AIM OF THE TASK: Translate this sentence from the text on culture and local minima into Spanish: "The theory is grounded in experimental observations of the difficulties of training deep artificial neural networks."

SELECTED TEXT:
********

Evolving Culture vs Local Minima
We propose a theory that relates difficulty of learning in deep architectures to culture and language. It is articulated around the following hypotheses: (1) learning in an individual human brain is hampered by the presence of effective local minima; (2) this optimization difficulty is particularly important when it comes to learning higher-level abstractions, i.e., concepts that cover a vast and highly-nonlinear span of sensory configurations; (3) such high-level abstractions are best represented in brains by the composition of many levels of representation, i.e., by deep architectures; (4) a human brain can learn such high-level abstractions if guided by the signals produced by other humans, which act as hints or indirect supervision for these high-level abstractions; and (5), language and the recombination and optimization of mental concepts provide an efficient evolutionary recombination operator, and this gives rise to rapid search in the space of communicable ideas that help humans build up better high-level internal representations of their world. These hypotheses put together imply that human culture and the evolution of ideas have been crucial to counter an optimization difficulty: this optimization difficulty would otherwise make it very difficult for human brains to capture high-level knowledge of the world. The theory is grounded in experimental observations of the difficulties of training deep artificial neural networks. Plausible consequences of this theory for the efficiency of cultural evolutions are sketched.
💡 Research Summary
The paper puts forward a unified theory that links the difficulty of learning in deep neural architectures to the role of culture and language in human cognition. It is built around five interlocking hypotheses. First, learning in an individual brain is constrained by the presence of effective local minima in the high‑dimensional loss landscape that results from trying to map a vast, highly nonlinear space of sensory configurations onto internal representations. This mirrors the well‑documented problem in deep learning where deep networks, especially when poorly initialized or trained with inappropriate hyper‑parameters, become trapped in shallow basins and fail to discover globally optimal solutions.

********

INFORMATION SUPPLIED:
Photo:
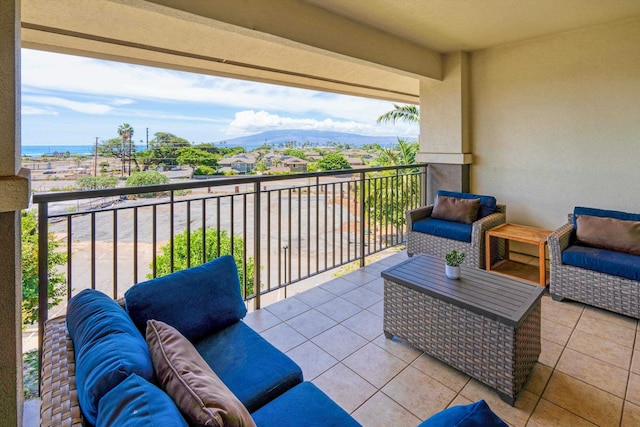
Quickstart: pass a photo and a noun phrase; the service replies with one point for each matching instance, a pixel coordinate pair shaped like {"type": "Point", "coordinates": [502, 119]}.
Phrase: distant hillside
{"type": "Point", "coordinates": [316, 137]}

********

SOLUTION TO THIS EXERCISE: La teoría se basa en observaciones experimentales de las dificultades de entrenar redes neuronales artificiales profundas.